**YOUR INSTRUCTIONS**
Can you put the lines of the entries below into a numbered list, from the line with "wicker wreath ->" up to and including the last line of the entries, skipping any blank lines and leaving the pictures out of the answer?

**SUPPLIED MATERIAL**
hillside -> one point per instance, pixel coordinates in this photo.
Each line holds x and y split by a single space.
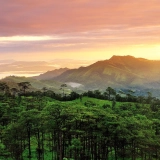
117 72
12 81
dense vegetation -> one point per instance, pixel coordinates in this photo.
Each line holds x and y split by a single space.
49 126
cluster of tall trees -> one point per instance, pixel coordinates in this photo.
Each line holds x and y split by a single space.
43 128
33 125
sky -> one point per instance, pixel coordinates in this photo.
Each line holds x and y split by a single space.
43 30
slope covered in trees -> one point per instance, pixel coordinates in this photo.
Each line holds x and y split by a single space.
35 126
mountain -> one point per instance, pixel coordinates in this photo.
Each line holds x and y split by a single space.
12 81
50 74
117 72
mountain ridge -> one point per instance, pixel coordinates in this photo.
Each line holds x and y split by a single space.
118 71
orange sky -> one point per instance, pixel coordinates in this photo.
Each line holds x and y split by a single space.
79 29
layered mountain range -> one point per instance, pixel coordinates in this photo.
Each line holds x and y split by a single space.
117 72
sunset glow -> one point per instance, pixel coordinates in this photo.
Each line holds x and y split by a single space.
81 29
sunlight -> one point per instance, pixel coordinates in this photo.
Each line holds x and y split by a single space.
26 38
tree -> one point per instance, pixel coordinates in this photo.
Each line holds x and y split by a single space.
62 87
4 87
110 91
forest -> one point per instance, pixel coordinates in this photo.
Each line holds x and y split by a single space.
43 125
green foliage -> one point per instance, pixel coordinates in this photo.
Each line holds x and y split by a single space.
40 127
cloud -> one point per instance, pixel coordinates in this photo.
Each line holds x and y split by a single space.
56 17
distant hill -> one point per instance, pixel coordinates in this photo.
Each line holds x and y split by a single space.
50 74
35 84
117 72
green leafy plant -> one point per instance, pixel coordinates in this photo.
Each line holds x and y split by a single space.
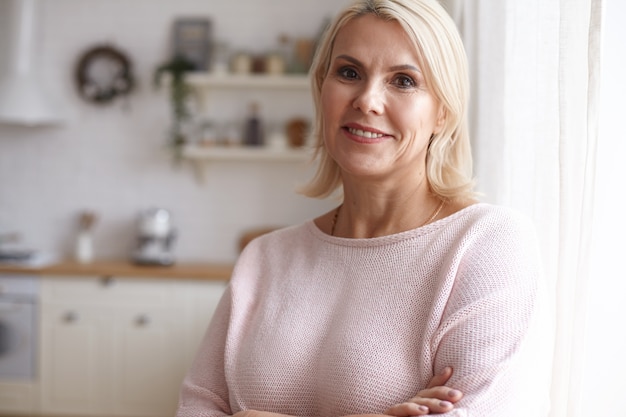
176 68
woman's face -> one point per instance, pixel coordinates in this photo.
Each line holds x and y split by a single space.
375 100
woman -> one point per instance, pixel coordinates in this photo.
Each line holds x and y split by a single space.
409 280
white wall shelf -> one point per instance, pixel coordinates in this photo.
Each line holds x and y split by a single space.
200 156
243 153
257 81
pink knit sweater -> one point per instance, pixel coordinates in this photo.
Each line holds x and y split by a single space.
315 325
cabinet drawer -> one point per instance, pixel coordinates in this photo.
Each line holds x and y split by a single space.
107 290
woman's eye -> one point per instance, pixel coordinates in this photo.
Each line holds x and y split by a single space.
348 73
404 81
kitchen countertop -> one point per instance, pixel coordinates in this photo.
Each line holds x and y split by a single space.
121 268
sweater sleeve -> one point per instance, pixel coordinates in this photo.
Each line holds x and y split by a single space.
495 329
204 391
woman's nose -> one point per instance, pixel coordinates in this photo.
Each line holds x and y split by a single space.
370 98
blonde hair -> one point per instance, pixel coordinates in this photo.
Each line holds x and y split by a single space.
442 59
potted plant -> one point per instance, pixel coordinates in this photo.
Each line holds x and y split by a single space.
179 95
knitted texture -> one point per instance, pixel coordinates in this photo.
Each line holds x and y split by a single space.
315 325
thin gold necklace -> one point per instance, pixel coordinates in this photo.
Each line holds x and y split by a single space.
430 219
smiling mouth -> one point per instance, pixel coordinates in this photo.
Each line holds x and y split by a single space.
364 133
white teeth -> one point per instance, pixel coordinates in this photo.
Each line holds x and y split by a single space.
365 134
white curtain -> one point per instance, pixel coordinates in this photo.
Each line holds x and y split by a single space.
535 82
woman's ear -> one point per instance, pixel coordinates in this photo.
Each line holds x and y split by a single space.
441 120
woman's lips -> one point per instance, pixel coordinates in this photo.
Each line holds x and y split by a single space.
362 133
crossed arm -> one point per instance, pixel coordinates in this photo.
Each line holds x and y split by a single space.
435 398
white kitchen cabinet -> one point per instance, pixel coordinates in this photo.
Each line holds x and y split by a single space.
224 99
121 346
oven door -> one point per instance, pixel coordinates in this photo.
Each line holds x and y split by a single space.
17 339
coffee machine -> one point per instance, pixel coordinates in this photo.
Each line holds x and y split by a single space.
156 238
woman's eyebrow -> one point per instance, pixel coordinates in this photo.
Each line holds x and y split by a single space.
403 67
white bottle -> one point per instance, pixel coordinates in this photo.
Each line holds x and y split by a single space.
84 247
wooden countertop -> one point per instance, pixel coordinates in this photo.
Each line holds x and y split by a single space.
119 268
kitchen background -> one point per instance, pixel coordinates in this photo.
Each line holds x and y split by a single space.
113 158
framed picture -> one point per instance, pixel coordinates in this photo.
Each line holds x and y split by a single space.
192 41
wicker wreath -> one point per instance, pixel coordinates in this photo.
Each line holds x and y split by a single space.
104 73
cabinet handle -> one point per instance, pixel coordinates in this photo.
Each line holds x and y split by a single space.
143 320
107 281
70 317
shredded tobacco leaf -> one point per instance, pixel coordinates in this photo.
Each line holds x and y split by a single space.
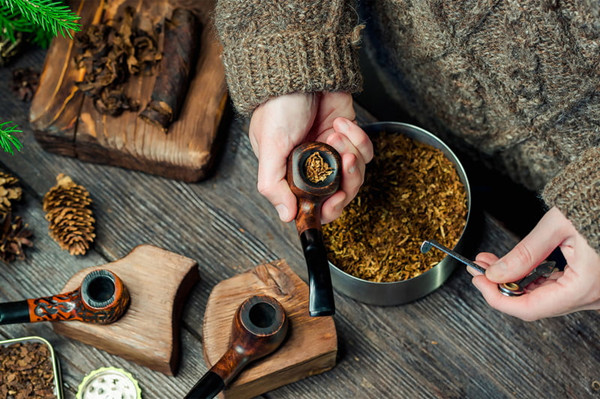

**TASK SOLUTION**
1. wicker wreath -> one point per instance, pixel coordinates in this photo.
2. Each line holds x and y split by a single space.
3. 104 73
4. cabinet handle -> one point per instance, pixel coordinates in this photo.
5. Each line holds x and y split by a single space.
6. 143 320
7. 107 281
8. 70 317
9. shredded tobacco leaf -> one point per instance, pixel coordinates in this photo.
10. Each line holds x and y split by a single space.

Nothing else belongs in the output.